Instructions to follow
The result should be all the records, exact and complete, without a single picture.

Material supplied

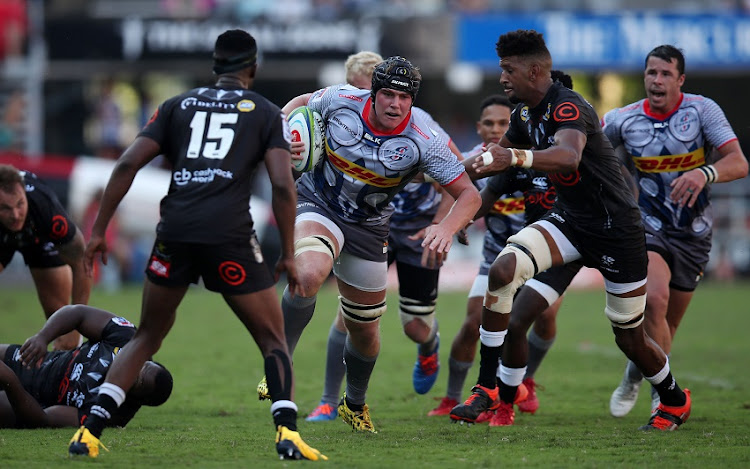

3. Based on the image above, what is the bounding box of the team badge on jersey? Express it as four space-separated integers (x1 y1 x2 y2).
111 317 135 328
379 137 418 171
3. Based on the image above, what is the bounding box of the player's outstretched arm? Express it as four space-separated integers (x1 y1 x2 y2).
265 147 300 293
19 305 117 367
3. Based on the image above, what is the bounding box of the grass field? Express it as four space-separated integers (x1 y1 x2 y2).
1 280 749 468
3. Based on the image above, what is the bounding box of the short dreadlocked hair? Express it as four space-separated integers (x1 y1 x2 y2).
495 29 551 64
213 29 258 75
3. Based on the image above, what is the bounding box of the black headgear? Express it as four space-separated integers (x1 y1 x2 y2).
213 30 258 75
371 56 421 102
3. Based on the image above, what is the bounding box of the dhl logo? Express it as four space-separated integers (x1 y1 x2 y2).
632 148 705 173
491 197 525 215
327 148 403 188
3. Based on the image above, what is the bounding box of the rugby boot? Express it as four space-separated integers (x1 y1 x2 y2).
449 385 499 424
306 401 338 422
639 389 691 431
427 396 458 416
517 378 539 413
275 425 328 461
257 375 270 400
413 340 440 395
489 401 515 427
338 393 377 433
609 375 642 417
68 426 108 458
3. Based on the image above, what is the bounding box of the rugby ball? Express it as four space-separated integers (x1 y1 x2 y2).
287 106 325 172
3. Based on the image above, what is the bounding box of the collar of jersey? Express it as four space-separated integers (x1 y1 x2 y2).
362 97 412 136
643 92 684 120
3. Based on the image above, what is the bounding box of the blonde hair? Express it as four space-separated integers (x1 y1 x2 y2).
345 51 384 84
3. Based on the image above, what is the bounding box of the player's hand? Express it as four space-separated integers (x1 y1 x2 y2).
670 169 707 208
472 144 512 174
84 234 109 277
19 334 48 368
456 225 471 246
419 224 453 269
290 140 306 162
275 255 301 297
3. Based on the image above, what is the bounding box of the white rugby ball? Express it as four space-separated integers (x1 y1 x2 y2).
287 106 325 172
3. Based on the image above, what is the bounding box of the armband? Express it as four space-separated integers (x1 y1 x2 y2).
510 148 534 168
697 164 718 184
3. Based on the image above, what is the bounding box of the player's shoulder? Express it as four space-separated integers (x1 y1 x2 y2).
681 92 720 110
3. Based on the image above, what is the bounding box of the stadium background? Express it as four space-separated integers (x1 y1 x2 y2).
1 0 749 290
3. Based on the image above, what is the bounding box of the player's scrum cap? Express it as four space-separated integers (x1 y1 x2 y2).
371 56 421 101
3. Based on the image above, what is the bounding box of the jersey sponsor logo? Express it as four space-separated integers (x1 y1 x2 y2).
172 167 234 186
542 103 551 122
327 150 404 188
111 317 135 328
519 106 530 122
631 148 705 173
49 215 69 239
526 189 556 210
491 196 525 215
86 343 99 358
236 99 255 112
549 170 580 186
57 349 80 403
180 97 235 110
148 255 171 278
70 362 84 381
410 122 430 140
553 102 580 122
218 260 246 286
338 94 363 102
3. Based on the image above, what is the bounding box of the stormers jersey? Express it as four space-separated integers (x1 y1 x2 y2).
390 107 452 231
505 82 640 229
602 93 737 239
464 143 525 252
0 171 77 267
140 85 290 244
300 85 464 225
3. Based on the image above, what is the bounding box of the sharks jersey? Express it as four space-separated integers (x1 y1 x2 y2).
390 107 452 231
0 171 77 267
505 82 640 229
300 85 464 225
5 317 136 424
602 93 737 239
140 85 290 244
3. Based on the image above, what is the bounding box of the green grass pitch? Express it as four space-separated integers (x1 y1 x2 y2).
1 280 748 468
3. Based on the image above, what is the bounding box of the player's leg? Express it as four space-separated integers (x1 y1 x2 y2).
518 296 561 414
333 253 387 433
450 223 562 423
282 214 342 357
396 260 441 394
29 266 80 350
607 282 691 431
307 312 346 422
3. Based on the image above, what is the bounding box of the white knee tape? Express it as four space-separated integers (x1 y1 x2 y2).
294 235 335 259
339 296 386 324
398 296 436 333
507 227 553 273
605 293 646 329
484 244 536 314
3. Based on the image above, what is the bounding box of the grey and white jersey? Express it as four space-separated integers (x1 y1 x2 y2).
602 93 738 239
299 85 464 226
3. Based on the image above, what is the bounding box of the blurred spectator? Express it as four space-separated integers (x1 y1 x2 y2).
0 0 26 60
0 90 25 151
86 78 124 160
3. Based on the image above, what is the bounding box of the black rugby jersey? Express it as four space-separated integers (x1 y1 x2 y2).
0 171 77 266
504 82 640 228
140 86 290 244
14 317 136 424
486 167 556 227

Task response
3. Based on the image above, what is the bounding box of the team badge on jersey? Express it as four space-separated integers (x1 y1 x2 y2).
111 317 135 328
379 137 418 171
3. Based on the image above, what is the bounding box of the player's outstretched arm? Express it as four space-separated integers (x1 y1 x2 y2).
265 147 300 293
19 305 117 367
3. Based on the image above, what is the bounding box of the grass field? Express it as four space-separated integers (x1 y1 x2 y2).
1 280 749 468
3. Based on the image above, what is the bounding box of the short dreadlocked hair? Express it as four space-separated integers (x1 y1 x2 y2).
495 29 551 64
213 29 258 75
3. Based on the image above, what is the bounding box of the black headgear? Express it as four space-separated integers (x1 y1 x2 y2).
213 30 258 75
371 56 421 102
3. Based on the image above, what is the bounding box of the dhl logo? Express it as four space-separated integers (x1 y1 x2 y2).
632 148 705 173
491 197 525 215
327 148 403 188
3. Based on the image above, what is the bounding box of the rugby boot? Express it as four space-separated integers (x1 y1 x2 y2).
449 385 499 424
306 401 338 422
639 389 691 431
427 396 458 416
517 378 539 413
275 425 328 461
257 375 270 400
413 340 440 395
489 401 515 427
338 393 377 433
609 375 642 417
68 426 108 458
3. Based on the image above, what is the bounding box of the rugby ball? Express it as four space-separated integers (x1 y1 x2 y2).
287 106 325 172
3. Based on the image above, what is the bounding box of the collar of jersey? Express it as four space-separated integers (x1 y1 x2 y2).
362 97 412 136
643 92 684 120
3. Based on the image above, what is the bounding box of the blonde hair? Express it as four space-separated integers (x1 y1 x2 y2).
345 51 384 84
3. Based on the image above, what is the bounding box of the player's hand? Express it as four space-separated integers (x1 y1 x2 y2).
670 169 707 208
472 144 512 174
84 234 109 277
19 334 48 368
456 225 471 246
419 224 453 269
290 140 306 162
275 255 301 297
3. Based on the image above, what is the bounding box of the white rugby ball? Express it as four space-separated integers (x1 y1 x2 y2).
287 106 325 172
3. Based on the image above, what is the bounding box of the armband? Express it as four space-separated integers (x1 y1 x2 y2).
510 148 534 168
697 164 718 184
3. Based on the image above, what is the bounding box of the player's shoulder? Express it as four space-separated integers (x1 y1 x2 y2).
681 92 720 110
3. Based on the image above, what is the bounding box of the stadium background? Express it as four space-separated integers (x1 y1 x2 y2).
1 0 749 290
3. Based on the image above, what is the bounding box of the player's scrum cap? Express it as four space-separated integers (x1 y1 x2 y2).
371 56 421 101
3. Based on the image above, what is the bounding box of the jersey sponsor logo? Express it as four space-separated integers (x1 y1 x2 y2).
172 167 234 186
542 103 551 122
327 150 404 188
111 317 135 328
519 106 530 122
631 148 705 173
49 215 69 239
526 189 556 210
491 196 525 215
86 343 99 358
236 99 255 112
549 170 580 186
57 349 80 403
180 97 235 110
148 255 171 278
70 362 84 381
410 122 430 140
553 102 580 122
218 260 246 286
338 94 363 102
3. Based on the image above, what is the bounding box of the stormers jersey? Express it as four space-separated integers (x1 y1 x2 y2).
390 107 452 231
505 82 640 229
602 93 737 239
464 143 525 252
0 171 77 267
140 85 290 244
300 85 464 225
3. Based on the image above, what is the bounding box of the sharks jersey? Express it as four space-separated integers (x1 y1 x2 y2).
390 107 452 231
0 171 77 267
505 82 640 229
300 85 464 225
5 317 136 424
602 93 737 239
140 85 290 244
3. Based on the image above, what is the bounding box of the green grass pitch? Express it as four space-separated integers (x1 y1 x2 y2).
1 280 748 468
3. Based on the image above, what is the bounding box of the player's leg? Express it as four space-separated integers (x1 y1 x2 y2).
518 296 561 414
333 253 387 433
450 223 562 423
282 214 342 357
396 260 441 394
29 266 80 350
607 282 691 431
307 312 346 422
3. Based on the image above, what is the bounding box of the white knee tape? Express it as four space-separated integers (x1 y1 x2 y2).
294 235 335 259
339 296 386 324
398 296 436 333
507 227 553 273
605 293 646 329
484 244 536 314
3. Based on the image above, what is the bounding box of the grey and white jersey? Express it as four space-separated integers (x1 y1 x2 y2).
602 93 738 239
299 85 464 226
3. Based on the image above, what is the bounding box of the blurred spectator? Express it as four space-separated integers (x1 y1 x2 y2).
0 0 26 60
0 90 25 151
86 78 124 160
3. Based on the image above, what is the bounding box of the black rugby jersey? Express it as four space-separated integers (x1 y1 x2 y2).
0 171 77 266
504 82 640 228
140 86 290 244
14 317 136 424
486 167 556 227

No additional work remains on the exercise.